# [Consegne]
1. Nell'articolo sull'ora d'aria dei bambini, quale materia insegna Alessandro Mariani all'Università di Firenze?
2. Secondo Alessandro Mariani, per quali cose potrebbe essere l'occasione uno spazio libero e aperto? Elencale tutte come riportate nell'articolo sull'ora d'aria dei bambini.

I pedagogisti sono d’accordo: concediamogli almeno una corsetta
di Maria Cristina Carratù Ora d’aria è un’espressione riduttiva, però rende l’idea: al momento, per allentare le maglie antiCovid intorno ai bambini senza correre il rischio di aumentare di nuovo i contagi, bisogna accontentarsi del minimo indispensabile. E mentre i dettagli della proposta di Palazzo Vecchio cominciano a trapelare, gli esperti sono già d’accordo: è giunta l’ora di aprire la porta, o almeno di socchiuderla. In caso contrario, la reclusione rischia di creare problemi con cui, prima o poi, si farebbero i conti (quasi) come col virus.
«L’emergenza sanitaria è diventata anche un’emergenza pedagogica », avverte Alessandro Mariani, docente di Pedagogia generale e sociale all’Università di Firenze e membro del cda dell’Istituto degli Innocenti (il cui staff tecnico è stato incaricato dal ministero per la famiglia di fornire suggerimenti per una fase2 a misura di bambino). « E tuttavia, anche situazioni difficili possono diventare occasioni formative » . Così come, spiega Mariani, « la coabitazione forzata in casa h24 ha spinto molti genitori a riscoprire, nella impossibilità di delegarla ad altre figure, la piena responsabilità del loro ruolo, lo stesso può avvenire anche nel modo di vivere gli spazi aperti » . Bene, dunque, che ci siano « luoghi attrezzati e protetti dove, con certe limitazioni e sotto attento controllo, i bambini possano muoversi e socializzare » . E tuttavia, « proprio come in casa, dove è tutt’altro che negativo che nelle giornate dei bambini ci siano momenti vuoti, di ” noia”, da imparare a riempire in modo creativo, anche fuori è bene che i piccoli non siano sempre intrattenuti, ma anche messi in grado di attivare risorse autonome » . Così, « uno spazio libero e aperto, senza confini troppo ristretti e attrezzature ludiche già predisposte, potrebbe essere l’occasione per inventare nuovi giochi, fare nuove scoperte, fosse anche solo di un fiore o di un grillo, e di stare in relazione in modo nuovo con gli adulti ».
Convinta che la risposta all’esigenza di “un’ora d’aria” «non possa essere univoca, ma dipenda dalle reali esigenze dei bambini e dei diversi contesti familiari» è anche Ivana De Bono, docente di Psicologia dello sviluppo alla scuola di specializzazione postuniversitaria di S.p.i.g.a (Società di psicanalisi interpersonale e gruppo analisi), di cui è presidente nazionale. Dopo tante settimane di clausura, spiega, è il momento che « sopratutto i bambini con disturbi dell’attenzione, iperattivi, sottratti in questo periodo a importanti percorsi terapeutici e con famiglie esasperate, possano avere spazi attrezzati dove sfogare energie represse, nonché, in una certa misura e sotto controllo, socializzare con altri coetanei». Tenendo presente che una delle attività preferite dei piccoli, « e che sarà quasi impossibile impedire, è quella di socializzare, di avvicinarsi agli altri, di toccarli » , e che bisognerà quindi stare attenti a disinfettare i giochi utilizzati, nonché i bambini stessi al rientro a casa. Il bisogno di sfogarsi, d’altronde, è un diritto di tutti, e « anche i bambini mediamente nella norma, con famiglie in grado di seguirli, hanno bisogno, a questo punto, di fare almeno una corsetta » . Dunque, dice De Bono, visto che il pericolo di contagio non è passato, i più fortunati « possono forse reggere ancora un po’ senza incontrare gli amici al parco, e accontentarsi di una passeggiata in un luogo aperto ma non frequentato».

# [Dati in esame]
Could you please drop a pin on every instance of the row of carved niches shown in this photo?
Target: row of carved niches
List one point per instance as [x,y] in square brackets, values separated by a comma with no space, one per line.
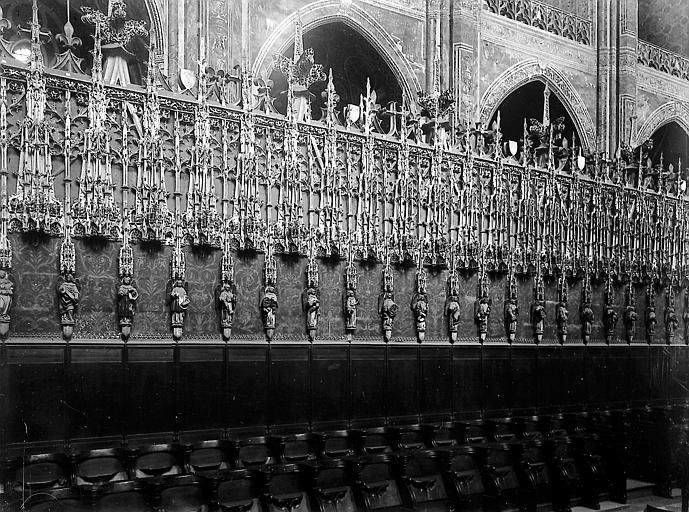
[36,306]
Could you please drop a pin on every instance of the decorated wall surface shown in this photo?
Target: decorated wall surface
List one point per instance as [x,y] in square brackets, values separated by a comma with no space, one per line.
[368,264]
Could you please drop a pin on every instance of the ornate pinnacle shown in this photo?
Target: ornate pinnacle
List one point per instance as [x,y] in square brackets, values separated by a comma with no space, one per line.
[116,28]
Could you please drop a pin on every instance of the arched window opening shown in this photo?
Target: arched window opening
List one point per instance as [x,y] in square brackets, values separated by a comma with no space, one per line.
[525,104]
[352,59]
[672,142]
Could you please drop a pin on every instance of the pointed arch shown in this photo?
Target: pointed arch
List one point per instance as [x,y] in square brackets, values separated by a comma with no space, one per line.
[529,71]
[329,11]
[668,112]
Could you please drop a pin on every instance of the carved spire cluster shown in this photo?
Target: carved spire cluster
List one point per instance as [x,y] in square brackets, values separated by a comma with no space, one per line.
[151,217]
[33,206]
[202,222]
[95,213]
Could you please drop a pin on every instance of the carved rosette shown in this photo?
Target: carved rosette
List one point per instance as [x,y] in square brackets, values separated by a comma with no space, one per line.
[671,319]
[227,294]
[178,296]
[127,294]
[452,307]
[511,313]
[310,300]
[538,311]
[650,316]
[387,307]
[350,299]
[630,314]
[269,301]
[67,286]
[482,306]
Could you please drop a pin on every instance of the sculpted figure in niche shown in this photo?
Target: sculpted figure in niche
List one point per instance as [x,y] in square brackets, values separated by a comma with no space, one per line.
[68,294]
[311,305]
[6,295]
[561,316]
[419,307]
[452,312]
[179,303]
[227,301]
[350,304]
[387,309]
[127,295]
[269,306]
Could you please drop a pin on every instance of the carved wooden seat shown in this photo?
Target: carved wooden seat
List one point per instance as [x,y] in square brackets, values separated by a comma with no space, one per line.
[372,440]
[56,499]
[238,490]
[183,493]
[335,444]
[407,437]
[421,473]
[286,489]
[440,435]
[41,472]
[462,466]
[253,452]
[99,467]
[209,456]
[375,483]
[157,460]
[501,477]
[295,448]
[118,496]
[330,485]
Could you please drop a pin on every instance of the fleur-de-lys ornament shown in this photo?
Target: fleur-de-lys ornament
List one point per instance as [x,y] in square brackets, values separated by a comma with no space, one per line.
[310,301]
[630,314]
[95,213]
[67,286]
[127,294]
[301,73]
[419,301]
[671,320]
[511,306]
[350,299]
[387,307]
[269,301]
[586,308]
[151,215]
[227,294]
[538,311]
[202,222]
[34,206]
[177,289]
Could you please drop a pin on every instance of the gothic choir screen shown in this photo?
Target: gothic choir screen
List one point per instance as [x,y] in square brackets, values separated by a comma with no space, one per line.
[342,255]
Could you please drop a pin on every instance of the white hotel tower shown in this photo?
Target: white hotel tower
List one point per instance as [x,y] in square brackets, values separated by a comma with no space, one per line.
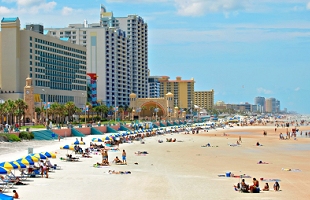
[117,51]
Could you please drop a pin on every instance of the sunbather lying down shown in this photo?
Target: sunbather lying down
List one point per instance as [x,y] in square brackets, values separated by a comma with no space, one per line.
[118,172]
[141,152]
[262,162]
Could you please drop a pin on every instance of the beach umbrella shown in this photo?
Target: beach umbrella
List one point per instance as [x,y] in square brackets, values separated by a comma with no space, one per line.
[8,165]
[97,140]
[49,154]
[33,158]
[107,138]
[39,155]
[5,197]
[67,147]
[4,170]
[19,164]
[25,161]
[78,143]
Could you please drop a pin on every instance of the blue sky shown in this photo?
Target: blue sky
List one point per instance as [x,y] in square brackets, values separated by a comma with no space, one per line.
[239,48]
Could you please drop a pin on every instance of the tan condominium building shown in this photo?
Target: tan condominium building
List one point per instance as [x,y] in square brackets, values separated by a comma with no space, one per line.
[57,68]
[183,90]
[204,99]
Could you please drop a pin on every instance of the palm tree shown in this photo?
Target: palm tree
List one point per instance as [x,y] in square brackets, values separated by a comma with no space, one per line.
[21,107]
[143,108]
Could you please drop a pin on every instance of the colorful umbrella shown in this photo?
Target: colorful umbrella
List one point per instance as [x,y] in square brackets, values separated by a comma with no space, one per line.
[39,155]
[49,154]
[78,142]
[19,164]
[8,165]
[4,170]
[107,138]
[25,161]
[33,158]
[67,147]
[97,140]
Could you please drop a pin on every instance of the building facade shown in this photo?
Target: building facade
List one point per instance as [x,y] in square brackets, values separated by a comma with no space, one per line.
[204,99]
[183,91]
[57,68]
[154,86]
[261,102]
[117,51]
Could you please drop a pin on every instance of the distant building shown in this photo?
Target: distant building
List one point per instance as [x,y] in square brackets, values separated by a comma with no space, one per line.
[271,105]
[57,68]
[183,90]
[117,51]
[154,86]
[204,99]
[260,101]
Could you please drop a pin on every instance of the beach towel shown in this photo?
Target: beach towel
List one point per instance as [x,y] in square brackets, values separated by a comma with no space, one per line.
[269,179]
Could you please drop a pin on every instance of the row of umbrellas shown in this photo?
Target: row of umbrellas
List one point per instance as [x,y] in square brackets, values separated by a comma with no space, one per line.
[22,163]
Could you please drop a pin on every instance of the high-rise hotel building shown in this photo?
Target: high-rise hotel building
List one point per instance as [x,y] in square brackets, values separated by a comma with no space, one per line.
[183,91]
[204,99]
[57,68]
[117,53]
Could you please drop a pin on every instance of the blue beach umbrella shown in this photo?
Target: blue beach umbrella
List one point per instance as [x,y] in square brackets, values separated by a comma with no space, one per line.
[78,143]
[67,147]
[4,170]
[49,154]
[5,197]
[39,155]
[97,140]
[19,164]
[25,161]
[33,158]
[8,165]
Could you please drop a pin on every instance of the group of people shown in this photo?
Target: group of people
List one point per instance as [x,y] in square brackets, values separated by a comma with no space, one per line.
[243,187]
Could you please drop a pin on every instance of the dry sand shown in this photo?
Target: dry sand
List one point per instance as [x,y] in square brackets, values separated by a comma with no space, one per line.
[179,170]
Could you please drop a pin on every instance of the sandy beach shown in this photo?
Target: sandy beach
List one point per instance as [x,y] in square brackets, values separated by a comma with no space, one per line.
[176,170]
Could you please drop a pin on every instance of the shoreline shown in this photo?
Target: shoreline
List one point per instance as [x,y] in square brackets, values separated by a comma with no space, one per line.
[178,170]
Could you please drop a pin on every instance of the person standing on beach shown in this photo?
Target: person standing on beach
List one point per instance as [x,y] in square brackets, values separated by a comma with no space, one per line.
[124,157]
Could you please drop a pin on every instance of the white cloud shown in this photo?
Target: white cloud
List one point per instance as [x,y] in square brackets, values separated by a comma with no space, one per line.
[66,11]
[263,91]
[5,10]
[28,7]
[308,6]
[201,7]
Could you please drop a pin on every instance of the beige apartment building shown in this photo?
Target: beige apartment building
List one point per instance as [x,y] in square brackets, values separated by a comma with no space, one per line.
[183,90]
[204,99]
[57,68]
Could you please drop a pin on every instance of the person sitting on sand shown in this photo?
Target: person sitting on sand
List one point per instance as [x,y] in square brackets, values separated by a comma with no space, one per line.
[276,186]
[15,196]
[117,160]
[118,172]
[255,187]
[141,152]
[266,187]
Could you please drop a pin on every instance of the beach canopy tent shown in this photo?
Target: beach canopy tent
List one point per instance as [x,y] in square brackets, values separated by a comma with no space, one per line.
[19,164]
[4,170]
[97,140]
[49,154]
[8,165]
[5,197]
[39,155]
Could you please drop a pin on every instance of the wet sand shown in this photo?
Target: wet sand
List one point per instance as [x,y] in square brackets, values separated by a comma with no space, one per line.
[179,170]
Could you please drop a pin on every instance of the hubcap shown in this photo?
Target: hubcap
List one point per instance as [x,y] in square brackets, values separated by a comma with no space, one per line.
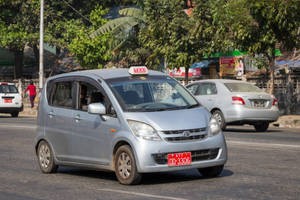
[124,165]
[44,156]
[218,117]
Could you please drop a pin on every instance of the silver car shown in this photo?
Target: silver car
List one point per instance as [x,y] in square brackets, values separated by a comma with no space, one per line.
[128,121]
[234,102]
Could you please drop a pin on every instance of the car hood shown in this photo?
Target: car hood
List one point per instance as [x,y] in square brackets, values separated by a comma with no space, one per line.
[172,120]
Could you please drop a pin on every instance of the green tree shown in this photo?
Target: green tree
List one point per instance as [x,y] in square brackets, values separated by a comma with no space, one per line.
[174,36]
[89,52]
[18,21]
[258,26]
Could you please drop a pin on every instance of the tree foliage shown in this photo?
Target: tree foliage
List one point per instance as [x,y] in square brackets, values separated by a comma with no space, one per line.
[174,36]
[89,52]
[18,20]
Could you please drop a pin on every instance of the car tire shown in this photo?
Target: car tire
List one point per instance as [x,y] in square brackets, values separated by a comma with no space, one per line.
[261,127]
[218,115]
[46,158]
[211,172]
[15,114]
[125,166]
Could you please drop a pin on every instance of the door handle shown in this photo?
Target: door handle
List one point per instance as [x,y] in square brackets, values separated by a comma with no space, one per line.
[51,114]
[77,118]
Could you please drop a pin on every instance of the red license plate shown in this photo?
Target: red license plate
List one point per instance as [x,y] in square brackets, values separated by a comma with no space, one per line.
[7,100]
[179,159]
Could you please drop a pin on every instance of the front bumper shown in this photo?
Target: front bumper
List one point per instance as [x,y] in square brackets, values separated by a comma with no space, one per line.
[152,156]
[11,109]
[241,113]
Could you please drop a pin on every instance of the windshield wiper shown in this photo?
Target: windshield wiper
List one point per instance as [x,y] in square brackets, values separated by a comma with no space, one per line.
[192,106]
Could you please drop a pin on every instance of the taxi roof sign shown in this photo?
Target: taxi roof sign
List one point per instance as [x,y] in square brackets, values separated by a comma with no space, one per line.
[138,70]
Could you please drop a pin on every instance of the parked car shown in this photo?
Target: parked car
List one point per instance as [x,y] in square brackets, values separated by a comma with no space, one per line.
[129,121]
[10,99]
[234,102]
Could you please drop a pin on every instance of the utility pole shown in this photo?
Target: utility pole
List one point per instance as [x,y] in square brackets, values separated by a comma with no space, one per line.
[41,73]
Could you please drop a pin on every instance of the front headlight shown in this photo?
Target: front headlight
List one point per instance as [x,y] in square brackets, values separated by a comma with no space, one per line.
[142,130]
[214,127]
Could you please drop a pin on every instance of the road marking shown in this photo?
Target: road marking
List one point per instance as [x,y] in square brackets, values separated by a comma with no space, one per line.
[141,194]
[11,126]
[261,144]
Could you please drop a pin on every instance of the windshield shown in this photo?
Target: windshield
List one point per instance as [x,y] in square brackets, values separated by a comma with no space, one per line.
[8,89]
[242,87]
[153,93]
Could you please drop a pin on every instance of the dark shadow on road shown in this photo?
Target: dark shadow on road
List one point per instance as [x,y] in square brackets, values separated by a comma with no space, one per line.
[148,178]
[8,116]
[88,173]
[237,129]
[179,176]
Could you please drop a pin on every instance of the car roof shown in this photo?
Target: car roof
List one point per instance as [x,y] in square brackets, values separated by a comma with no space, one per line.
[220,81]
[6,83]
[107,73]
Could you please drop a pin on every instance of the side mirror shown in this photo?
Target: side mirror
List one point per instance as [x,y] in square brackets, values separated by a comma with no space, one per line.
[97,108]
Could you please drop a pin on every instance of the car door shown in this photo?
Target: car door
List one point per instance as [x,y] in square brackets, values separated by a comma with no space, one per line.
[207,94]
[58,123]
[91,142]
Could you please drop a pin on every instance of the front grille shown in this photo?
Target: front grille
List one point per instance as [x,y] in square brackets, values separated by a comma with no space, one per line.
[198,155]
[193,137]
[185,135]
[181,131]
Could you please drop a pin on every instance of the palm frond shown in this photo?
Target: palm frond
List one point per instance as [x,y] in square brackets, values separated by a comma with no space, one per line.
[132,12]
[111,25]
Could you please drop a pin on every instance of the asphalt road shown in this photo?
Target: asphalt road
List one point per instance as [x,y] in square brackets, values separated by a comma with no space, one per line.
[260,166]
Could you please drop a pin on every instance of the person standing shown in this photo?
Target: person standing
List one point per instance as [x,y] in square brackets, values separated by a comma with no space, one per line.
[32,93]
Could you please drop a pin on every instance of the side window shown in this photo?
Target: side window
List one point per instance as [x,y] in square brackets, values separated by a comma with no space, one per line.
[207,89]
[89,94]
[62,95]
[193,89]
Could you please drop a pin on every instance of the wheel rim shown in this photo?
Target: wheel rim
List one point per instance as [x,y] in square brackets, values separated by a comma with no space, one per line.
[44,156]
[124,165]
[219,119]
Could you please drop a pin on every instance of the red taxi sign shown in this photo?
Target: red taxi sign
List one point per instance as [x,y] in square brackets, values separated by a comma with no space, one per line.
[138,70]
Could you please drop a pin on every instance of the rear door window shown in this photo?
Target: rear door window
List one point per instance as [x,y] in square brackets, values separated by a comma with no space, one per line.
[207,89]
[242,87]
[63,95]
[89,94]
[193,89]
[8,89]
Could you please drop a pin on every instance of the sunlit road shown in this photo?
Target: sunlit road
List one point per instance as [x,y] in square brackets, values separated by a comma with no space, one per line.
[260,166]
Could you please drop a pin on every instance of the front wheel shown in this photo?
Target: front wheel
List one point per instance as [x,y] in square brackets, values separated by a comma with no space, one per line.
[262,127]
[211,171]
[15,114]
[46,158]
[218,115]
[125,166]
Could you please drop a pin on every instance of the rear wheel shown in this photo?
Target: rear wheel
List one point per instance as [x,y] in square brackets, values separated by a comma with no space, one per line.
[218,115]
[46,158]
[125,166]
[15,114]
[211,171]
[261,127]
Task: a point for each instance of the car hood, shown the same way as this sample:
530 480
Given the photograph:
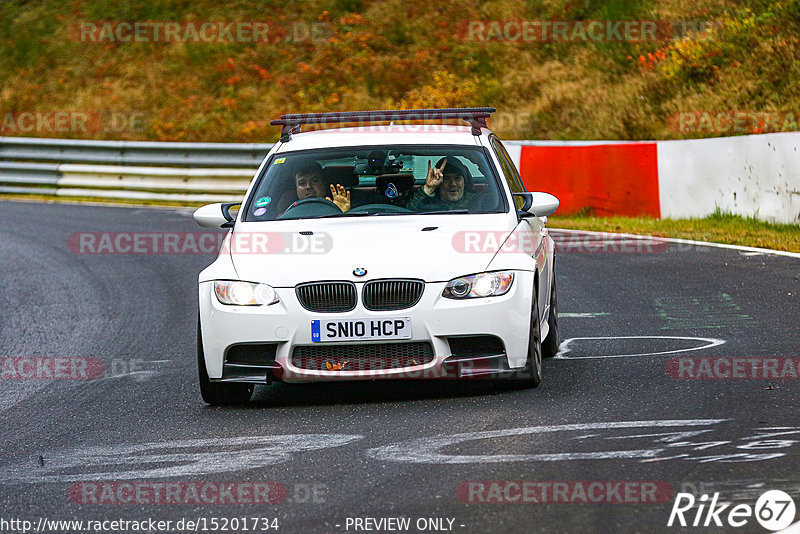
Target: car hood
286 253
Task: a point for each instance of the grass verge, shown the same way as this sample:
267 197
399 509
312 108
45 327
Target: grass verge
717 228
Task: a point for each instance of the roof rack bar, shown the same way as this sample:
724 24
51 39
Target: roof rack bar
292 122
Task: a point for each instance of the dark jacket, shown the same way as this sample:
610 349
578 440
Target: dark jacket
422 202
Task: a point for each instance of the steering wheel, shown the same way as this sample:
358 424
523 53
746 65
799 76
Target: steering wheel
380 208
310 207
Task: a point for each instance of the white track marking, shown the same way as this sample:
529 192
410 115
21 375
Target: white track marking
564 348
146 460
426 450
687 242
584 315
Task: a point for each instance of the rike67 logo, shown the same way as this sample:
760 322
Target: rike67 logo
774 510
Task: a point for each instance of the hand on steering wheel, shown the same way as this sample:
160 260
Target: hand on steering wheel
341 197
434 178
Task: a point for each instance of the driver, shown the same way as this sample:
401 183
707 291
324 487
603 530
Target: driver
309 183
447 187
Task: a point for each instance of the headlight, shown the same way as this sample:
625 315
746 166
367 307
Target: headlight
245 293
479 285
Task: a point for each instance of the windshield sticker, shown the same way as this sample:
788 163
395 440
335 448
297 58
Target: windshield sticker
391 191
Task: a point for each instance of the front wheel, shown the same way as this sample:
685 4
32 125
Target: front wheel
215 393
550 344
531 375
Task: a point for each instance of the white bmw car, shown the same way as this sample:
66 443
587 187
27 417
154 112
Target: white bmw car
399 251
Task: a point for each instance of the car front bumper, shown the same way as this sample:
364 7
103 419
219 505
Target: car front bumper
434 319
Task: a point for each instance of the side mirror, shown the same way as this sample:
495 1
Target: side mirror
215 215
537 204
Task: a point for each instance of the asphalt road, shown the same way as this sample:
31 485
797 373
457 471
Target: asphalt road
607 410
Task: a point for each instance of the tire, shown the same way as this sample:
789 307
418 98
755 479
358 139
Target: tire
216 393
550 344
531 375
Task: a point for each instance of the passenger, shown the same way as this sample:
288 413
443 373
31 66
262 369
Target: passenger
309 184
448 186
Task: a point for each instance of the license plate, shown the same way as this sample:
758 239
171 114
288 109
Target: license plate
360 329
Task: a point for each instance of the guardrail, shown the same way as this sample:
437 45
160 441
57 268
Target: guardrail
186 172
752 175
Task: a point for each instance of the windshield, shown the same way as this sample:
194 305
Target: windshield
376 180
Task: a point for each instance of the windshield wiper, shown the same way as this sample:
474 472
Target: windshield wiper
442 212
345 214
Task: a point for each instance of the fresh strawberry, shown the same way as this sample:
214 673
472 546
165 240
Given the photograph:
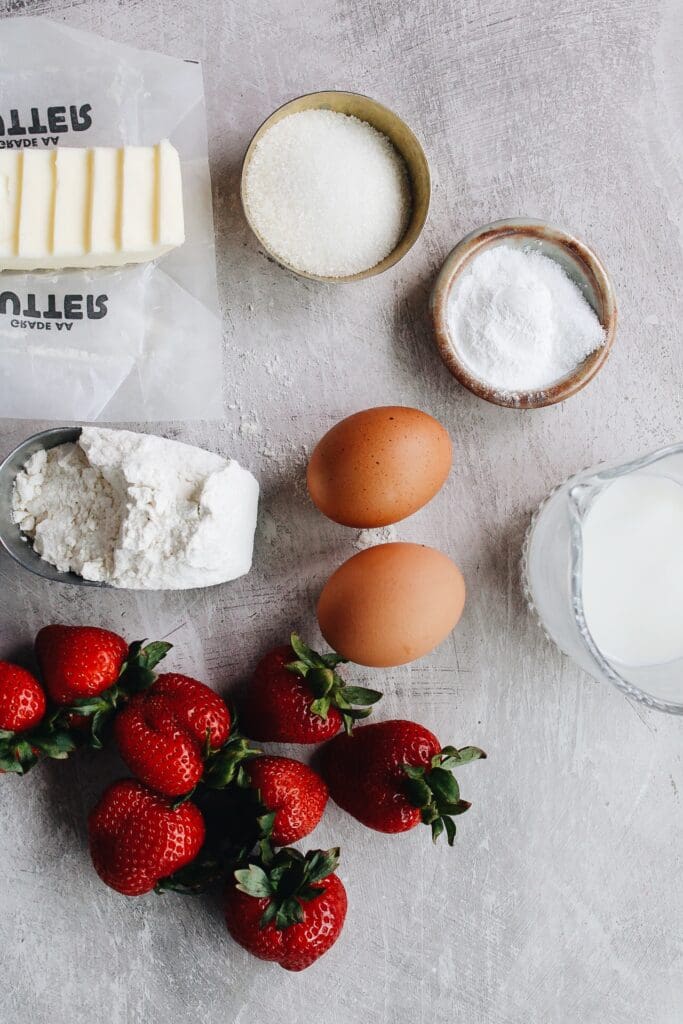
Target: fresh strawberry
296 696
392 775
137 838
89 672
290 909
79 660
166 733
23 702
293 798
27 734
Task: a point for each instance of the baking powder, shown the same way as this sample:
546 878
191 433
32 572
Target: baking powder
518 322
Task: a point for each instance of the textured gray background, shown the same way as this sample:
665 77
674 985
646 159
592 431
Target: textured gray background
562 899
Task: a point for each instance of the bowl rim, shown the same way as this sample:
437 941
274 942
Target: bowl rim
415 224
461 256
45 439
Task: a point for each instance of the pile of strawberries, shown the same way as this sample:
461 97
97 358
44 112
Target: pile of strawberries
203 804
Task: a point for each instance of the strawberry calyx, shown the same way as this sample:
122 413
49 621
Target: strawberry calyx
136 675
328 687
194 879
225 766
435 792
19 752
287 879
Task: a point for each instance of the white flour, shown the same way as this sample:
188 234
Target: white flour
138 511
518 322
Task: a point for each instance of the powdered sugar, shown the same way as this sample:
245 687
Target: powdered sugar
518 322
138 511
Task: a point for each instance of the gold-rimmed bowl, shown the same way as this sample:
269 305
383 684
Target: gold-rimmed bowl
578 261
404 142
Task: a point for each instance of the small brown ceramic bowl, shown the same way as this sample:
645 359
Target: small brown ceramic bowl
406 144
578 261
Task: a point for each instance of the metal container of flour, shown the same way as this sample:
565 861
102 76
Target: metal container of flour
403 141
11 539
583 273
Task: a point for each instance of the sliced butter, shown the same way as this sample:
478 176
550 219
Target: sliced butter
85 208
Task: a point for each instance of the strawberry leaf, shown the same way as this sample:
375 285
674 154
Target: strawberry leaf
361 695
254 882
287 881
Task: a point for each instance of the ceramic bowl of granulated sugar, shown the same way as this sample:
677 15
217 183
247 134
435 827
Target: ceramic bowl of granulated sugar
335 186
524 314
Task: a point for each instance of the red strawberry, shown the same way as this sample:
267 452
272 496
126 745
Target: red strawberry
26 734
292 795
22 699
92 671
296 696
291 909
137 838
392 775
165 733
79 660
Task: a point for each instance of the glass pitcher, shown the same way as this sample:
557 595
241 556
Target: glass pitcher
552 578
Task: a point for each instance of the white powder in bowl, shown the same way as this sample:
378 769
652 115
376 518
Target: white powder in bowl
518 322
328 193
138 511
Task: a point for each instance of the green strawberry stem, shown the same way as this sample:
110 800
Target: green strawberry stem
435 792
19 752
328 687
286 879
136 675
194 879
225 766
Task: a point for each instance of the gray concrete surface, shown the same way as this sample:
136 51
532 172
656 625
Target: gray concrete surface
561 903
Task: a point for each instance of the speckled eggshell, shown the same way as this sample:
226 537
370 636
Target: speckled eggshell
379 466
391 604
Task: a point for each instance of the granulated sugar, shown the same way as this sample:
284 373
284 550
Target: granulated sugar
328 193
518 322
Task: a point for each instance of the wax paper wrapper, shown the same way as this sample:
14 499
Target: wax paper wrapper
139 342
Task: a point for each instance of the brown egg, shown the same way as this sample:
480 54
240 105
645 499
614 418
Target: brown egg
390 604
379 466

# [Esercizi svolti]
1. Pedagogia generale e sociale.

2.
- inventare nuovi giochi
- fare nuove scoperte, anche solo di un fiore o di un grillo
- stare in relazione in modo nuovo con gli adulti